Pointing records:
╔══

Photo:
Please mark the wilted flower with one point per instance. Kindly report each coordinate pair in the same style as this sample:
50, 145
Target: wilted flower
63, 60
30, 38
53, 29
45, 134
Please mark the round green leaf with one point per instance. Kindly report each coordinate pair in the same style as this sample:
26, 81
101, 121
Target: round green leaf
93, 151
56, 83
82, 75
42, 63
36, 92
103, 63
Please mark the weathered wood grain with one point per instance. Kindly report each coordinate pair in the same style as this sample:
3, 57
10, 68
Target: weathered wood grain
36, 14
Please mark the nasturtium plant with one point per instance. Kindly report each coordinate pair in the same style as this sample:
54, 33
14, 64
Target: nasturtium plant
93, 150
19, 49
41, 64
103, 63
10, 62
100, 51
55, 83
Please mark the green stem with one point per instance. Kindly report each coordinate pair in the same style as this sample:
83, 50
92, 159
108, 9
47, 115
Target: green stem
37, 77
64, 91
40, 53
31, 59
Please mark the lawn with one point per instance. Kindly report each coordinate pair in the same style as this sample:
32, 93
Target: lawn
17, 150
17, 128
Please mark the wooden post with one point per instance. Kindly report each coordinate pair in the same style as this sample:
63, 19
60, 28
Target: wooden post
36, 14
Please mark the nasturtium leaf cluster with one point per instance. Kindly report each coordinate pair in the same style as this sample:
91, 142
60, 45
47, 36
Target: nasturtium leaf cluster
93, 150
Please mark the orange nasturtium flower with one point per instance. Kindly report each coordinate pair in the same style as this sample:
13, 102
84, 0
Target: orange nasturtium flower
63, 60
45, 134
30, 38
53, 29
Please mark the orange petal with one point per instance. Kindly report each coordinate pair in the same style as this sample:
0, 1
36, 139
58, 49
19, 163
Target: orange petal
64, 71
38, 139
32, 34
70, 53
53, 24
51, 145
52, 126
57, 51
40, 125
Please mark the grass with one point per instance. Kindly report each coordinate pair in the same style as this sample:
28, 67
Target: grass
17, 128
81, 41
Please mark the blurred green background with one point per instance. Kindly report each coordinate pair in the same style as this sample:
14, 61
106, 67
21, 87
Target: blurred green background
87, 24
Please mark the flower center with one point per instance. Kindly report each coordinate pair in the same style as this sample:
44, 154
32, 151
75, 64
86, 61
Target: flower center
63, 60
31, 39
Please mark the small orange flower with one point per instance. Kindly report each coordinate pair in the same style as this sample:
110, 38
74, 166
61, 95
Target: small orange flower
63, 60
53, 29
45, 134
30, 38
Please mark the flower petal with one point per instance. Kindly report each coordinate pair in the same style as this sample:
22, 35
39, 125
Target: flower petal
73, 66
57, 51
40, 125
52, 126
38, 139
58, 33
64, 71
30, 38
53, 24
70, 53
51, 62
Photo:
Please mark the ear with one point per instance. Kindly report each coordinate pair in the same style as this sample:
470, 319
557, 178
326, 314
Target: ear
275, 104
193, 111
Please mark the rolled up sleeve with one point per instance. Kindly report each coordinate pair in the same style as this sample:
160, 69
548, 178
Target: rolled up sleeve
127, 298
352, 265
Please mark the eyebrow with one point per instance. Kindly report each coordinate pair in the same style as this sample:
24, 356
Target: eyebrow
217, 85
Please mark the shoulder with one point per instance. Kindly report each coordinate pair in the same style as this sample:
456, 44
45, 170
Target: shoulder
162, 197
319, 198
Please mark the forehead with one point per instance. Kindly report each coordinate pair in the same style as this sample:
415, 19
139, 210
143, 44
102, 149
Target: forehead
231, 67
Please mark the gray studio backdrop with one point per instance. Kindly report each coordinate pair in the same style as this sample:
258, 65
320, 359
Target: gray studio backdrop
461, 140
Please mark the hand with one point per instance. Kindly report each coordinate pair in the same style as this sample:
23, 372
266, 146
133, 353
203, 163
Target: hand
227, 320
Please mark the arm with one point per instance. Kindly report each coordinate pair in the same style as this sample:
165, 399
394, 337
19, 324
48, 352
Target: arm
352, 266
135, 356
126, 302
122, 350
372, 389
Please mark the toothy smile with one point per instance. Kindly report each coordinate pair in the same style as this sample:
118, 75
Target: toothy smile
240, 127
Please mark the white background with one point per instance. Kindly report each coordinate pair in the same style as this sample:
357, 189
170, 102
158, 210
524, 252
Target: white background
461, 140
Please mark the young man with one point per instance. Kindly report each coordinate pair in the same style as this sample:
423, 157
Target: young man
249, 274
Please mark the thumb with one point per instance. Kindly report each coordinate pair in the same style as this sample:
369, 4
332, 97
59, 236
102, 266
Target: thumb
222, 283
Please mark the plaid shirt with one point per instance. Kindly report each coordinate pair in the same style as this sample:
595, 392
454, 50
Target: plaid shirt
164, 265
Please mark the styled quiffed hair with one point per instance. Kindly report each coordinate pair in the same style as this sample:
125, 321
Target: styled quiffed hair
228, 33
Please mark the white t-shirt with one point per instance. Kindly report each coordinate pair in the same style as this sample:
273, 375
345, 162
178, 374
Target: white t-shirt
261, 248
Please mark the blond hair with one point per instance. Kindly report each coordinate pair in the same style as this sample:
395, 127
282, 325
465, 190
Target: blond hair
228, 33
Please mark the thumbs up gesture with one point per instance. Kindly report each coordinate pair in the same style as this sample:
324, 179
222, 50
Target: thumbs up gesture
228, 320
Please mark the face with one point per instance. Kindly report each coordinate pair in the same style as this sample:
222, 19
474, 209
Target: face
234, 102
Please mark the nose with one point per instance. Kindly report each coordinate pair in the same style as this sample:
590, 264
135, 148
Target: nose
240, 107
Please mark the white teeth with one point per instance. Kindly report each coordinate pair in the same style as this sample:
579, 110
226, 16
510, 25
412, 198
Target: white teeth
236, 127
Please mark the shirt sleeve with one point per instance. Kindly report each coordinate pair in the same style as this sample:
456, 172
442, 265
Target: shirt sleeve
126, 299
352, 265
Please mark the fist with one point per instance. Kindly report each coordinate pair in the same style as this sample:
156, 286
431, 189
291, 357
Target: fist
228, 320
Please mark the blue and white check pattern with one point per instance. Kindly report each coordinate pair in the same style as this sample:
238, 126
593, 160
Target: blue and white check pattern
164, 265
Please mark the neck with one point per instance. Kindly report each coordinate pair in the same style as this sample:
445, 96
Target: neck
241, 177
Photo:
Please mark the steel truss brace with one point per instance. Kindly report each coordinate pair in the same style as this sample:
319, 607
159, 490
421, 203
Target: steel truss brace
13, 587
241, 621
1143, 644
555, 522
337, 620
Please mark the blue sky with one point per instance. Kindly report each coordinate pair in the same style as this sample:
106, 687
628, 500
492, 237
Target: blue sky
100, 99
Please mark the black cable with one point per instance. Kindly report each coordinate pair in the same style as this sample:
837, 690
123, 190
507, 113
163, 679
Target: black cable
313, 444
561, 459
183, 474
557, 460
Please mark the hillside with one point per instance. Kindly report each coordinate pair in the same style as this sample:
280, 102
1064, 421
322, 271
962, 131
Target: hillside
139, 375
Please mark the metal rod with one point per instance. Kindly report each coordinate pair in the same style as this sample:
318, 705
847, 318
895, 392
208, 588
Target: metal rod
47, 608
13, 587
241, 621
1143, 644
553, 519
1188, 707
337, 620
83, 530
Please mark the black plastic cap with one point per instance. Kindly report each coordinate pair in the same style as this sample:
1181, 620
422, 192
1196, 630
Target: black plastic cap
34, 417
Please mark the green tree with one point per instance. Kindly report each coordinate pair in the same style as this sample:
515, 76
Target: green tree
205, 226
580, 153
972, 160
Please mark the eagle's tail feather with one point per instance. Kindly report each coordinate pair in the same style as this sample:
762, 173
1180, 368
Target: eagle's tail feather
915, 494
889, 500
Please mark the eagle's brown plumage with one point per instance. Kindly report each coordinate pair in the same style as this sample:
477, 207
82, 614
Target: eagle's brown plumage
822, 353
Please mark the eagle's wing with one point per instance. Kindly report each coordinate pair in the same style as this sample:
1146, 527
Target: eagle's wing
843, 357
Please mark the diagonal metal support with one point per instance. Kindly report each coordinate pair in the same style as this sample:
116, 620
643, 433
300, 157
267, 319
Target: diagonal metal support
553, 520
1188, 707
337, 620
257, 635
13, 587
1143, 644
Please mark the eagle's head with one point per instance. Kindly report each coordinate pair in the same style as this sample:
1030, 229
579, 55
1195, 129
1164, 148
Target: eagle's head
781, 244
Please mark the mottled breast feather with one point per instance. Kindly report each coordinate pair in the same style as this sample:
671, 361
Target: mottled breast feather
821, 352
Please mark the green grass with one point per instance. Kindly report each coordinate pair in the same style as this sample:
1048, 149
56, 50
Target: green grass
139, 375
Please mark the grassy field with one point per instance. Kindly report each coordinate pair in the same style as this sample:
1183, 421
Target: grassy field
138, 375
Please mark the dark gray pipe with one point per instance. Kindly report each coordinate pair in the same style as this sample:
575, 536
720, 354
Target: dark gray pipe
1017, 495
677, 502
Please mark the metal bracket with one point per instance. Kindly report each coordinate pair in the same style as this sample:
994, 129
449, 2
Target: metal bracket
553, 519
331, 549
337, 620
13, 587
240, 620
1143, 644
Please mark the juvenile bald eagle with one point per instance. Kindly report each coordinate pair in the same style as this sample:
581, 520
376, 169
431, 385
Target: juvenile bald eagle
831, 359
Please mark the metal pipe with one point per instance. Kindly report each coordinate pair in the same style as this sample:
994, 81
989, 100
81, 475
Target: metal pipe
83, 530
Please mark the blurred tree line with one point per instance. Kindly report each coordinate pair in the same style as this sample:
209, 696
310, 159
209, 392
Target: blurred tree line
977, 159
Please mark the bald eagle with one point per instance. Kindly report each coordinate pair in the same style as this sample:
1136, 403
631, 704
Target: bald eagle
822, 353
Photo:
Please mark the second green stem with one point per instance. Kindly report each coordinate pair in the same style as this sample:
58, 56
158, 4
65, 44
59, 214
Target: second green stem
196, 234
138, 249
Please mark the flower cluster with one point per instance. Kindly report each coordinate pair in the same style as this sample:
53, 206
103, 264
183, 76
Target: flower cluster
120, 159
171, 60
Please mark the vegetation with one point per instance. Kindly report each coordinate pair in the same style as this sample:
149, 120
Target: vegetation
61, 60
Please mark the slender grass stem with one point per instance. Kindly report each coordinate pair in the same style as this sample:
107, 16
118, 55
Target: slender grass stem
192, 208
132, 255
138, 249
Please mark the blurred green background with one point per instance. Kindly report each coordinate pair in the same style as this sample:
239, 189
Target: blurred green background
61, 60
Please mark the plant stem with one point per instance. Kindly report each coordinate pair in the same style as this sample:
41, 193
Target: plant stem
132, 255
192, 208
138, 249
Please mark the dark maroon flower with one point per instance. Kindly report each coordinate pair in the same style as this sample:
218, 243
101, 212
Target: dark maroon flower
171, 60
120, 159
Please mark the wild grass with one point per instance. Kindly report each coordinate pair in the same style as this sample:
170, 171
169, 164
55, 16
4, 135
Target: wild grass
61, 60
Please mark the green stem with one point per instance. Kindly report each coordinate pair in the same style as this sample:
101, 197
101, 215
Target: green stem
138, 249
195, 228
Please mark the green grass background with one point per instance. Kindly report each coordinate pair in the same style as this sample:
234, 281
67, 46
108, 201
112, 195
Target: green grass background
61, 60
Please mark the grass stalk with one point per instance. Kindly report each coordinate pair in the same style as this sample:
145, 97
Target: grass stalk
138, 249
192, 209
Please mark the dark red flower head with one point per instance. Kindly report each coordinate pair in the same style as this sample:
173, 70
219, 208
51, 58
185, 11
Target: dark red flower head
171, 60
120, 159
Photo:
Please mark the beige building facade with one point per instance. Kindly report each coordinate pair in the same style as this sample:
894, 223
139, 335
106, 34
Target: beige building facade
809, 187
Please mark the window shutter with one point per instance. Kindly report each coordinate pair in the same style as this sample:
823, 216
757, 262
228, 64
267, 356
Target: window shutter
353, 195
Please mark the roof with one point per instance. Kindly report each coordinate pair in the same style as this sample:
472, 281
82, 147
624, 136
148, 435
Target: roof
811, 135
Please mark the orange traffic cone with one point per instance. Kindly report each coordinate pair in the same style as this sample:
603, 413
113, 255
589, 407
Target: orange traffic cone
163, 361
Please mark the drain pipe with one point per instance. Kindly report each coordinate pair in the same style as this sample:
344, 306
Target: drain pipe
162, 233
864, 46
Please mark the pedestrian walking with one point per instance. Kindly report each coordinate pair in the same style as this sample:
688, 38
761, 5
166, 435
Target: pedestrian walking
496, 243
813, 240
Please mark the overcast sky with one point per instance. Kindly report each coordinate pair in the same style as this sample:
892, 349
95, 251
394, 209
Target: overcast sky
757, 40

╚══

What is expected: Beginning at the line that holds "Please mark the window", reproduce each line of the records above down to and including the last one.

In response:
Please mark the window shutter with one point per instance. Kindly report each coordinate pair in the same style as this sample:
823, 216
757, 262
228, 64
267, 356
Target: window shutter
353, 195
Please mark the roof with one point per instance. Kindly report each coordinate pair in the same style as this sample:
472, 281
82, 147
624, 136
148, 435
Target: roof
811, 135
Please mark the orange traffic cone with one point per instance. Kindly report each coordinate pair in the same style as this sample:
603, 413
113, 255
589, 407
Target: orange traffic cone
163, 361
Please mark the drain pipe with one point per instance. Kindly report each coordinate pair in the same style as this sample:
344, 306
Target: drain pipe
162, 233
864, 46
Please mark the pedestrian walking with one point per instance. Kindly report each coordinate pair in the same style as this sample:
688, 38
761, 5
166, 435
Target: pedestrian walking
496, 243
813, 240
Please mark the overcast sky with one point per instance. Kindly report each coordinate pair in the same style as this sample:
892, 349
95, 251
394, 209
Target: overcast sky
757, 40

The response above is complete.